What is being asked:
In your copy of the data, include no pictures and alter nothing else.

Records provided:
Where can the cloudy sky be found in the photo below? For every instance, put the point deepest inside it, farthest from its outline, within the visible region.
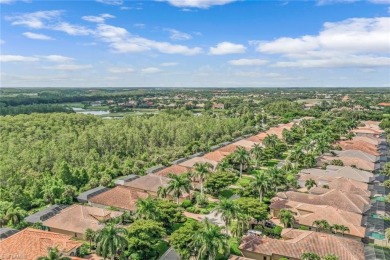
(195, 43)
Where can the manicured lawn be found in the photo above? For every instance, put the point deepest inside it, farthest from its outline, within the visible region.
(244, 181)
(227, 193)
(162, 247)
(233, 245)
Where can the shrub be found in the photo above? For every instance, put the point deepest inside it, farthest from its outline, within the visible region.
(186, 203)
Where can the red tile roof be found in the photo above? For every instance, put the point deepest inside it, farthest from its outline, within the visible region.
(297, 242)
(174, 169)
(29, 244)
(335, 198)
(306, 214)
(78, 218)
(119, 197)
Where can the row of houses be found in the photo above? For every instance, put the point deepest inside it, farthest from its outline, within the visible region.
(61, 223)
(350, 195)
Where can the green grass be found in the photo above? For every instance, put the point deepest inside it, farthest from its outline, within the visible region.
(162, 247)
(244, 181)
(227, 193)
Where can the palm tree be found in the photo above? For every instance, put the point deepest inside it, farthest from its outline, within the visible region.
(343, 229)
(90, 235)
(209, 241)
(178, 185)
(110, 241)
(162, 192)
(146, 209)
(15, 215)
(271, 141)
(286, 217)
(53, 254)
(261, 183)
(310, 183)
(257, 152)
(201, 171)
(228, 210)
(241, 156)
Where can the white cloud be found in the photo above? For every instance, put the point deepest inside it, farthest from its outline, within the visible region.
(150, 70)
(227, 48)
(97, 19)
(110, 2)
(248, 62)
(37, 36)
(48, 20)
(169, 64)
(120, 70)
(178, 35)
(72, 29)
(203, 4)
(139, 25)
(350, 43)
(69, 67)
(120, 40)
(17, 58)
(57, 58)
(36, 20)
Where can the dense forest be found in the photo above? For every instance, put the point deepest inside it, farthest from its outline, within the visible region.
(47, 158)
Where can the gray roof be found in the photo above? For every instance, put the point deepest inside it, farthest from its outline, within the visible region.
(342, 171)
(155, 169)
(45, 214)
(179, 160)
(170, 254)
(83, 197)
(6, 232)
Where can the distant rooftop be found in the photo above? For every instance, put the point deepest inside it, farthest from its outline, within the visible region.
(45, 214)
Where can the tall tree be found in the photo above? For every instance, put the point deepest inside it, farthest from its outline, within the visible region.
(286, 217)
(209, 241)
(241, 156)
(178, 185)
(111, 241)
(261, 183)
(146, 209)
(201, 172)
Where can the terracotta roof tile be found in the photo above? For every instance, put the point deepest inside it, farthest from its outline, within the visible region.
(297, 242)
(174, 169)
(335, 198)
(119, 197)
(78, 218)
(306, 214)
(29, 244)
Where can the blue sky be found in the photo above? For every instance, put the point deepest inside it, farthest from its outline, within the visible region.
(195, 43)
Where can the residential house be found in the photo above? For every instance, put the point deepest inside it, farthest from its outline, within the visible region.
(341, 171)
(296, 242)
(29, 244)
(335, 198)
(174, 169)
(337, 183)
(119, 197)
(305, 215)
(76, 219)
(355, 158)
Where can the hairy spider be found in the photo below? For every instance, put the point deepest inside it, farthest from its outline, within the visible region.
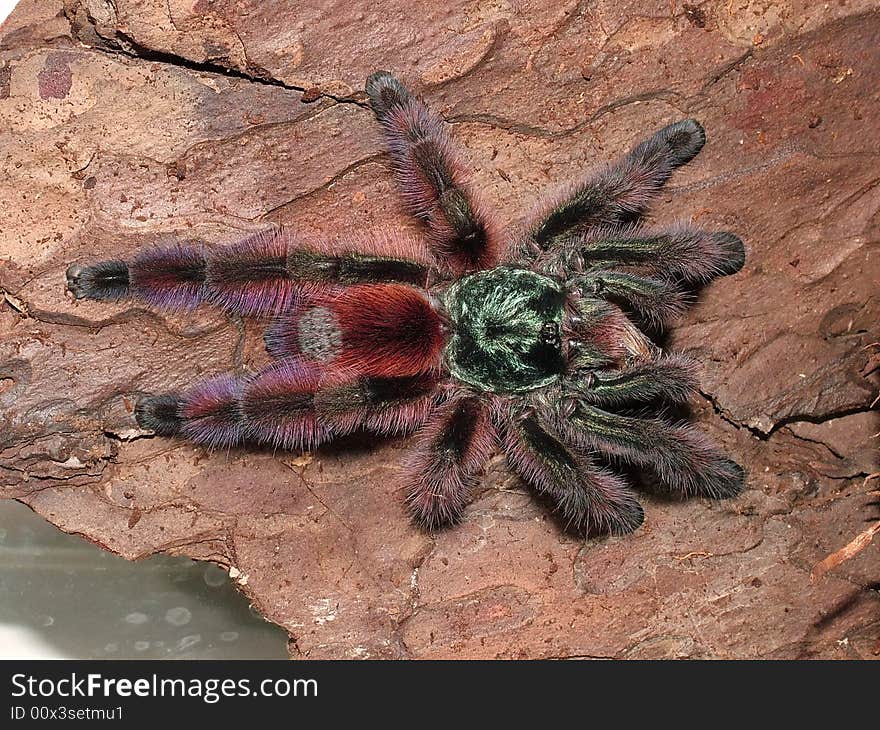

Written response:
Where can the cloudy sky be found in the photo below? For every instance, put the point deepest inside it, farthest from its outline, within the visible region.
(195, 43)
Where can the manicured lawn be found in the photo above? For every instance, put the point deepest inside it, farthest from its outline, within the visible region.
(244, 181)
(227, 193)
(162, 247)
(233, 245)
Where can the shrub be found in the photo above? For every instance, put the point deepest inside it, farthest from its outline, within the visible region.
(186, 203)
Where can the red tile roof be found in the photo above? For every instance, put the point deepest inside it, farthest from its outline, within the visible region.
(297, 242)
(174, 169)
(29, 244)
(335, 198)
(306, 214)
(78, 218)
(119, 197)
Where can the row of houses be found in the photo above? For every instance, put the point deepest inside it, farthest from its outline, within the visible region.
(61, 223)
(350, 195)
Where can the green grass be found in the photo above? For every instance, put the point deepest inside it, farthest from its outline, within the visible region.
(162, 247)
(244, 181)
(227, 193)
Where can the palm tree be found in the photo above? For every instance, put the point deepest inside it, farthest from its outline, within the visible region.
(343, 229)
(90, 235)
(209, 241)
(178, 185)
(110, 241)
(162, 192)
(146, 209)
(15, 215)
(271, 141)
(286, 217)
(53, 254)
(261, 183)
(310, 183)
(257, 152)
(201, 171)
(228, 210)
(241, 156)
Where can the white cloud be found in the photo above? For every instance, put the point deepest inside it, farthest from its outline, within the visible region.
(150, 70)
(227, 48)
(97, 19)
(110, 2)
(248, 62)
(37, 36)
(48, 20)
(169, 64)
(120, 70)
(178, 35)
(72, 29)
(203, 4)
(139, 25)
(350, 43)
(69, 67)
(120, 40)
(17, 58)
(57, 58)
(36, 20)
Where can the dense forest be found in the photo above? For every instance, put the point deepest inside it, farthest from its outline, within the visible region.
(47, 158)
Where can the gray roof be found in the photo above? For every instance, put the point deepest inside it, farthest from its outline, within the visible region.
(342, 171)
(155, 169)
(45, 214)
(179, 160)
(170, 254)
(83, 197)
(6, 232)
Where can the distant rooftop be found in the photo above? For every instance, put the point deepest inside it, farthest from its outline, within the visible region.
(45, 214)
Where can the tall tree be found in the photo above? For every instance, put the point deepest inside it, farthest from its outline, within the visible region.
(286, 217)
(209, 241)
(241, 156)
(178, 185)
(111, 241)
(261, 183)
(146, 209)
(201, 172)
Where can the terracotta roof tile be found in the photo above? For every instance, put the point deepest inside it, farthest from its outline, within the visible region.
(297, 242)
(174, 169)
(335, 198)
(119, 197)
(78, 218)
(306, 214)
(29, 244)
Where can the blue sky be found in the photo above? For every instance, put the point deepest inside it, farthest from its outline, within the visible region.
(195, 43)
Where can the residential house be found in the photo above? For every instance, put the point deepest inside it, farthest from its outline, within the visible region.
(341, 171)
(296, 242)
(29, 244)
(335, 198)
(174, 169)
(337, 183)
(119, 197)
(305, 215)
(76, 219)
(355, 158)
Where can the hairy spider be found in the photo below? For every instance, put the point deepest inside it, farthest from its outline, within the visible region.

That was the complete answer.